Estratto fornito -
La Cina ha continuato a investire nell’industria mineraria e oggi ha una quota preponderante dei metalli critici. Sono materiali indispensabili per la trasformazione verde e digitale. Il Pnrr può essere l’ultima occasione per recuperare i ritardi.

Chi ha investito nei metalli critici

La trasformazione verde e digitale dell’Unione europea potrà avere successo soltanto con un accesso sicuro e continuo a trenta minerali e metalli critici (Critical Raw MaterialsCRMs – tra cui litio, cobalto, grafite, vanadio, bauxite, nickel e, non ultime, le terre rare Ree-Rare Earth Elements) a condizioni competitive e sostenibili.

Con una politica lungimirante, negli ultimi 40 anni il governo cinese si è accaparrato fino al 97 per cento della produzione mondiale dei metalli critici indispensabili per la fabbricazione di dispositivi elettronici e della filiera delle batterie elettriche. Apple, come altre industrie ad altissima tecnologia, fabbrica i suoi dispositivi in Cina. Così come vengono prodotti là, in larghissima parte, i motori elettrici per le auto, i generatori eolici, i pannelli fotovoltaici, gli smartphone, e gli schermi Lcd. Quando i governi occidentali hanno provato a riportare le produzioni in patria, Pechino ha imposto forti dazi sull’esportazione di tutti i metalli critici non lavorati. In questo modo, quei dispositivi possono essere prodotti a prezzi competitivi solo in Cina.

Grafico 1 – Dinamica della produzione mineraria delle Ree dal 1983 al 2001

Fonte: Progetto EURARE Ue, MiMa-GEUS, 2016, adattato da Castor and Hedrick, 2006, p. 771; USGS, 2016.

La Cina ha potuto così aumentare e incorporare quote crescenti di valore aggiunto, assicurando commesse per le proprie aziende e benessere per i propri lavoratori. I prodotti di alta tecnologia sono per la maggior parte concepiti e creati in Occidente, ma una volta trasferita in Asia la loro produzione, si è creato un chiaro incentivo per le aziende locali ad appropriarsi progressivamente della tecnologia. Le catene globali del valore – da cui dipendiamo per la nostra salute, tecnologia ed energia – sono fragili e lo resteranno, perché così abbiamo scelto noi stessi europei nella nostra miopia.

Il declino dell’industria mineraria

In Italia, come nella maggior parte dei paesi europei, manca completamente, da oltre mezzo secolo, una politica mineraria e una politica degli approvvigionamenti delle materie prime minerarie. Mancano quindi anche gli investimenti necessari alla ricerca delle stesse materie prime e di metodi di sfruttamento economici ed ecologici. L’università italiana ha prodotto, e produce tuttora, professionalità eccellenti in questo campo, che tuttavia sono state molto trascurate e quindi spesso sono emigrate in paesi più attenti a queste problematiche.

Obiettivo del compito -
Per ciascuna affermazione, indica con un sì o un no se concorda con il testo sui metalli critici e riporta fra virgolette le parole del testo che lo stabiliscono.
1. Negli ultimi 40 anni il governo cinese si è accaparrato fino al 97 per cento della produzione mondiale dei metalli critici.
2. Apple fabbrica i suoi dispositivi negli Stati Uniti.
3. In Italia esiste da oltre mezzo secolo una politica mineraria.

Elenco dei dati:

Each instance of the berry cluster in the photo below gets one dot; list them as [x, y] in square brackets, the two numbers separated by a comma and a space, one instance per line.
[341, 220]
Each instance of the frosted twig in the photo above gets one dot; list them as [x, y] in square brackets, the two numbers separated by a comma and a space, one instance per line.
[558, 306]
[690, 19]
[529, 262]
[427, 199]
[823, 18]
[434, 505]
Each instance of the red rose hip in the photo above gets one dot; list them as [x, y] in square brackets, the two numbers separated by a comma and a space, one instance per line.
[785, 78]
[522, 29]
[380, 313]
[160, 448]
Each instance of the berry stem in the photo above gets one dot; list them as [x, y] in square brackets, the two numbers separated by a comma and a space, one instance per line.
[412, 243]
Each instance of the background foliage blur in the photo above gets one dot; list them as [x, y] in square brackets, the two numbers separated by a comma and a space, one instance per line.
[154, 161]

Soluzione esercizio -
1. Sì: "negli ultimi 40 anni il governo cinese si è accaparrato fino al 97 per cento della produzione mondiale dei metalli critici"
2. No: "Apple, come altre industrie ad altissima tecnologia, fabbrica i suoi dispositivi in Cina"
3. No: "manca completamente, da oltre mezzo secolo, una politica mineraria"